**PROBLEM TO WORK ON**
Reproduce the lines verbatim, beginning at the start of the records and going on through the line that contains "positive clicks: (292, 287)", with both ends included and the pictures left out of your answer.

━━━━━━━━

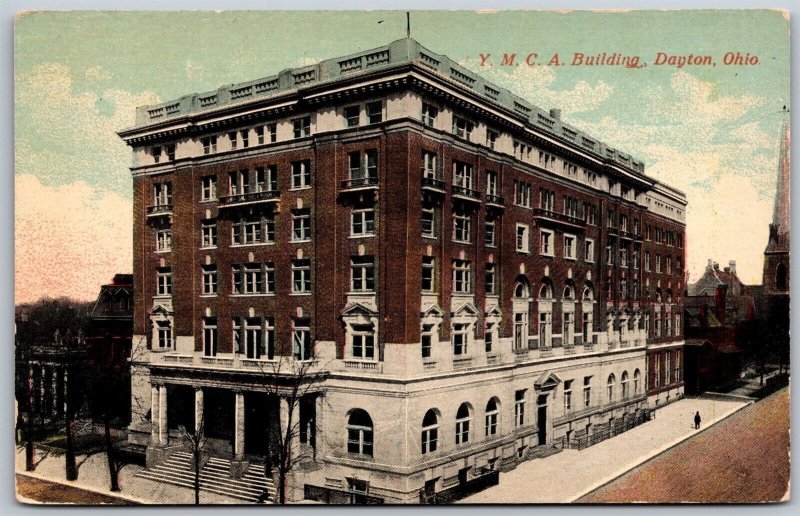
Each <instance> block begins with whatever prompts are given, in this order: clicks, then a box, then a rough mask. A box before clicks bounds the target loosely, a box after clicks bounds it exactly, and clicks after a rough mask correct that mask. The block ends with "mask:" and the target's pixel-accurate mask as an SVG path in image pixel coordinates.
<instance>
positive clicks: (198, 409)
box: [194, 387, 205, 435]
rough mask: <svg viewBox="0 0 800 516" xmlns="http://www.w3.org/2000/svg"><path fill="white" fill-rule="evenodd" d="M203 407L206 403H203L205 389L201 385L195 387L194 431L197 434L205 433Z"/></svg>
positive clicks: (204, 424)
mask: <svg viewBox="0 0 800 516" xmlns="http://www.w3.org/2000/svg"><path fill="white" fill-rule="evenodd" d="M203 408H205V405H204V403H203V389H202V388H201V387H195V389H194V433H195V435H200V434H202V433H205V432H204V431H205V429H204V426H205V424H204V423H205V422H204V421H203Z"/></svg>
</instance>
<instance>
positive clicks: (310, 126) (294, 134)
mask: <svg viewBox="0 0 800 516" xmlns="http://www.w3.org/2000/svg"><path fill="white" fill-rule="evenodd" d="M292 127H293V130H294V137H295V138H304V137H306V136H311V117H310V116H304V117H303V118H295V119H294V120H292Z"/></svg>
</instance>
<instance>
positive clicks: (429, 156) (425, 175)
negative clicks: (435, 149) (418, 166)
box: [422, 151, 439, 179]
mask: <svg viewBox="0 0 800 516" xmlns="http://www.w3.org/2000/svg"><path fill="white" fill-rule="evenodd" d="M438 175H439V174H438V167H437V166H436V153H435V152H431V151H422V177H426V178H428V179H437V178H438Z"/></svg>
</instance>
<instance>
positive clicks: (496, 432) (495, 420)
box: [462, 398, 498, 437]
mask: <svg viewBox="0 0 800 516" xmlns="http://www.w3.org/2000/svg"><path fill="white" fill-rule="evenodd" d="M462 406H463V405H462ZM497 413H498V411H497V398H492V399H490V400H489V403H487V404H486V437H489V436H490V435H495V434H496V433H497Z"/></svg>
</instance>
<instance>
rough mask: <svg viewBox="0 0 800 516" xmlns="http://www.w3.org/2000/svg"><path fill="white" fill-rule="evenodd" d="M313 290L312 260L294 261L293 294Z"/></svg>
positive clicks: (292, 287) (300, 293) (293, 260)
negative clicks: (311, 287) (312, 289)
mask: <svg viewBox="0 0 800 516" xmlns="http://www.w3.org/2000/svg"><path fill="white" fill-rule="evenodd" d="M308 292H311V260H293V261H292V294H305V293H308Z"/></svg>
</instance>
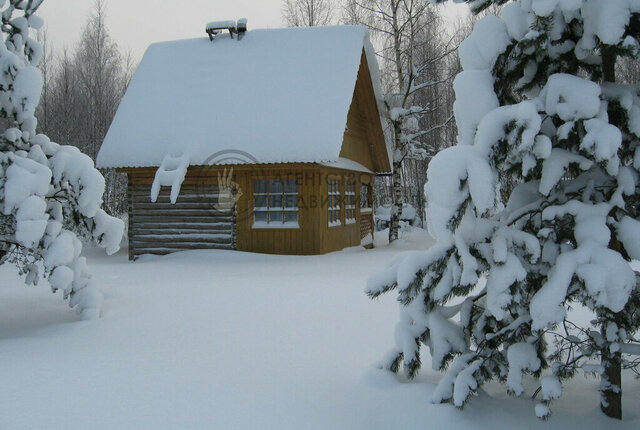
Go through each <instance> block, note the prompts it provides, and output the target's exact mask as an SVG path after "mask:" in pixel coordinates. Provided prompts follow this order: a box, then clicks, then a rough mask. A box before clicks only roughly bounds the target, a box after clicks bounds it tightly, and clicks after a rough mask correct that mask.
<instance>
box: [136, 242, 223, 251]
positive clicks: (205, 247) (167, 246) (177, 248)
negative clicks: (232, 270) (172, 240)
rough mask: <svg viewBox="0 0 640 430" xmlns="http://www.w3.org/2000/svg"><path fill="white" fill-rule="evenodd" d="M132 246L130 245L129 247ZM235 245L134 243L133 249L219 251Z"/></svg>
mask: <svg viewBox="0 0 640 430" xmlns="http://www.w3.org/2000/svg"><path fill="white" fill-rule="evenodd" d="M131 245H132V244H131V243H130V244H129V246H131ZM232 245H233V241H231V240H229V241H226V242H215V243H214V242H175V243H169V242H149V241H145V242H137V241H134V242H133V249H134V251H137V250H139V249H143V248H146V249H153V248H166V249H218V248H224V249H227V248H228V247H229V246H232Z"/></svg>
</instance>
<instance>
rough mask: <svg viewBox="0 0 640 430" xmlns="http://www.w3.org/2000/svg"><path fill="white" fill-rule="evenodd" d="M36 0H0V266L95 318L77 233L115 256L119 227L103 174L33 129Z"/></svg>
mask: <svg viewBox="0 0 640 430" xmlns="http://www.w3.org/2000/svg"><path fill="white" fill-rule="evenodd" d="M41 3H42V0H28V1H25V0H10V1H9V2H8V4H7V2H6V1H5V0H0V13H1V19H2V28H1V31H2V41H1V42H0V117H2V118H3V121H4V123H5V124H7V127H8V128H7V129H6V130H5V131H4V132H3V133H2V135H1V136H0V212H1V214H0V217H1V219H2V222H1V223H0V226H1V227H0V263H1V264H4V263H12V264H15V265H16V266H17V267H18V269H19V271H20V273H21V274H22V275H24V276H25V281H26V283H27V284H36V283H37V282H38V281H39V279H40V278H41V277H45V278H47V279H48V281H49V284H50V285H51V288H52V289H53V291H54V292H55V291H56V290H62V291H63V292H64V297H65V299H66V298H68V299H69V304H70V306H71V307H75V309H76V310H77V312H78V313H79V314H80V315H81V316H82V318H85V319H87V318H95V317H97V316H99V314H100V305H101V302H102V295H101V293H100V292H99V291H98V289H97V288H96V286H95V284H94V281H93V280H92V278H91V274H90V272H89V270H88V268H87V264H86V260H85V258H84V257H82V256H81V251H82V243H81V242H80V240H79V239H78V236H81V237H84V238H86V239H93V240H95V241H96V243H98V244H99V245H100V246H102V247H104V248H106V250H107V252H108V253H114V252H116V251H117V250H118V247H119V244H120V240H121V238H122V232H123V229H124V224H123V222H122V221H121V220H119V219H116V218H113V217H111V216H109V215H107V214H106V213H105V212H104V211H103V210H102V209H100V206H101V204H102V194H103V192H104V178H103V177H102V175H100V173H99V172H98V171H97V170H96V169H95V168H94V165H93V162H92V161H91V159H90V158H89V157H88V156H86V155H84V154H82V153H81V152H80V151H79V150H78V149H77V148H75V147H72V146H61V145H58V144H57V143H54V142H51V141H50V140H49V139H48V138H47V136H45V135H42V134H36V132H35V130H36V125H37V120H36V118H35V116H34V112H35V109H36V106H37V105H38V101H39V99H40V93H41V89H42V77H41V73H40V71H39V70H38V69H37V67H36V66H37V65H38V62H39V61H40V58H41V55H42V47H41V45H40V44H39V43H38V42H37V41H36V40H34V39H32V38H31V37H30V35H29V31H30V29H38V28H40V27H42V24H43V21H42V19H41V18H39V17H38V16H36V15H35V12H36V10H37V9H38V7H39V6H40V4H41ZM15 15H17V16H15Z"/></svg>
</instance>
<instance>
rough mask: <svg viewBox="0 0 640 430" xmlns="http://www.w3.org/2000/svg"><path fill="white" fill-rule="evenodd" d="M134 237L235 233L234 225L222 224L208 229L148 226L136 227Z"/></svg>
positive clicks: (202, 228)
mask: <svg viewBox="0 0 640 430" xmlns="http://www.w3.org/2000/svg"><path fill="white" fill-rule="evenodd" d="M129 231H130V232H132V234H134V235H143V234H147V235H148V234H198V233H200V234H221V233H222V234H224V233H229V232H231V231H233V225H232V224H221V225H215V226H208V227H198V228H182V227H178V228H148V227H146V226H138V225H135V226H133V228H132V229H131V230H129Z"/></svg>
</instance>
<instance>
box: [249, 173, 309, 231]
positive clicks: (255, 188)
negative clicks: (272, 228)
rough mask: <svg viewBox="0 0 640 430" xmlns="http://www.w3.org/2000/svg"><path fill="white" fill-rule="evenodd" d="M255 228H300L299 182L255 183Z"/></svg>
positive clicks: (281, 181)
mask: <svg viewBox="0 0 640 430" xmlns="http://www.w3.org/2000/svg"><path fill="white" fill-rule="evenodd" d="M253 227H254V228H255V227H257V228H297V227H298V181H296V180H295V179H268V180H267V179H258V180H255V181H253Z"/></svg>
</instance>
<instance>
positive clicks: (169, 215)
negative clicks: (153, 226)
mask: <svg viewBox="0 0 640 430" xmlns="http://www.w3.org/2000/svg"><path fill="white" fill-rule="evenodd" d="M136 215H142V216H155V217H162V216H182V217H192V216H194V217H227V218H230V216H231V212H229V211H224V212H222V211H217V210H215V209H213V208H211V209H181V208H176V209H173V210H172V209H140V210H137V208H136V207H135V206H134V207H133V216H134V217H135V216H136Z"/></svg>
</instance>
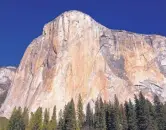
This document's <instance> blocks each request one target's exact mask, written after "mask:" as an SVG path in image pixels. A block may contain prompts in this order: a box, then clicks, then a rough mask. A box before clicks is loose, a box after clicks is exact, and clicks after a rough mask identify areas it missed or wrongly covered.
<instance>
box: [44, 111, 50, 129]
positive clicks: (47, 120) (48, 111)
mask: <svg viewBox="0 0 166 130" xmlns="http://www.w3.org/2000/svg"><path fill="white" fill-rule="evenodd" d="M49 118H50V117H49V111H48V110H47V109H45V112H44V121H43V128H42V130H49Z"/></svg>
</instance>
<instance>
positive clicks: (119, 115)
mask: <svg viewBox="0 0 166 130" xmlns="http://www.w3.org/2000/svg"><path fill="white" fill-rule="evenodd" d="M114 112H115V118H116V119H115V121H116V122H115V123H116V129H117V130H121V129H122V126H120V125H121V124H120V122H121V121H120V106H119V100H118V98H117V96H116V95H115V99H114Z"/></svg>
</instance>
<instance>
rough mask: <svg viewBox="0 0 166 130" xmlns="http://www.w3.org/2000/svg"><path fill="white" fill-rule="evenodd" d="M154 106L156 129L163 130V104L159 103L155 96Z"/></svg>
mask: <svg viewBox="0 0 166 130" xmlns="http://www.w3.org/2000/svg"><path fill="white" fill-rule="evenodd" d="M154 106H155V113H156V122H157V129H158V130H164V111H163V104H162V103H161V102H160V100H159V98H158V96H157V95H155V97H154Z"/></svg>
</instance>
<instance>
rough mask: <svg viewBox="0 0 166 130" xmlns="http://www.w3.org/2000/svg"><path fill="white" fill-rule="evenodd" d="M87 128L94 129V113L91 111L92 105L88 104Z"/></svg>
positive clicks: (86, 112) (87, 110) (86, 124)
mask: <svg viewBox="0 0 166 130" xmlns="http://www.w3.org/2000/svg"><path fill="white" fill-rule="evenodd" d="M86 126H87V128H88V130H91V129H92V127H93V111H92V110H91V107H90V103H88V105H87V108H86Z"/></svg>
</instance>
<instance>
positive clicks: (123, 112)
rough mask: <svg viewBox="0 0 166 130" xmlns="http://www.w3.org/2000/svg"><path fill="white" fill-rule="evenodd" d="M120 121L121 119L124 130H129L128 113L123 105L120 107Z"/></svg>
mask: <svg viewBox="0 0 166 130" xmlns="http://www.w3.org/2000/svg"><path fill="white" fill-rule="evenodd" d="M120 119H121V125H122V130H128V124H127V117H126V112H125V109H124V106H123V105H122V104H121V105H120Z"/></svg>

━━━━━━━━

**ANSWER TO THE EXERCISE**
Each <instance> block begins with whatever prompts are given, in this order: clicks, then a box, then a rough mask. A box before clicks bounds the target loosely, a box after clicks bounds it exactly, and clicks after a rough mask correct that mask. The block ends with "mask:" and the target's pixel-accurate mask as an SVG path in image pixel coordinates.
<instance>
positive clicks: (198, 409)
box: [194, 387, 205, 435]
rough mask: <svg viewBox="0 0 800 516" xmlns="http://www.w3.org/2000/svg"><path fill="white" fill-rule="evenodd" d="M203 407L206 403H203L205 389L201 385L195 387L194 431L197 434L205 433Z"/></svg>
positive clicks: (204, 424)
mask: <svg viewBox="0 0 800 516" xmlns="http://www.w3.org/2000/svg"><path fill="white" fill-rule="evenodd" d="M203 408H205V405H204V403H203V389H202V388H201V387H195V389H194V433H195V435H200V434H202V433H205V432H204V431H205V429H204V426H205V424H204V423H205V422H204V421H203Z"/></svg>
</instance>
<instance>
positive clicks: (310, 126) (294, 134)
mask: <svg viewBox="0 0 800 516" xmlns="http://www.w3.org/2000/svg"><path fill="white" fill-rule="evenodd" d="M292 127H293V130H294V137H295V138H304V137H306V136H311V117H310V116H304V117H303V118H295V119H294V120H292Z"/></svg>
</instance>
<instance>
positive clicks: (429, 156) (425, 175)
negative clicks: (435, 149) (418, 166)
box: [422, 151, 439, 179]
mask: <svg viewBox="0 0 800 516" xmlns="http://www.w3.org/2000/svg"><path fill="white" fill-rule="evenodd" d="M438 175H439V174H438V167H437V166H436V153H435V152H431V151H422V177H426V178H428V179H437V178H438Z"/></svg>
</instance>
<instance>
positive clicks: (496, 432) (495, 420)
box: [462, 398, 498, 437]
mask: <svg viewBox="0 0 800 516" xmlns="http://www.w3.org/2000/svg"><path fill="white" fill-rule="evenodd" d="M462 406H463V405H462ZM497 413H498V411H497V398H492V399H490V400H489V403H487V404H486V437H489V436H490V435H495V434H496V433H497Z"/></svg>
</instance>
<instance>
rough mask: <svg viewBox="0 0 800 516" xmlns="http://www.w3.org/2000/svg"><path fill="white" fill-rule="evenodd" d="M313 290L312 260L294 261L293 294Z"/></svg>
positive clicks: (292, 287) (300, 293) (293, 260)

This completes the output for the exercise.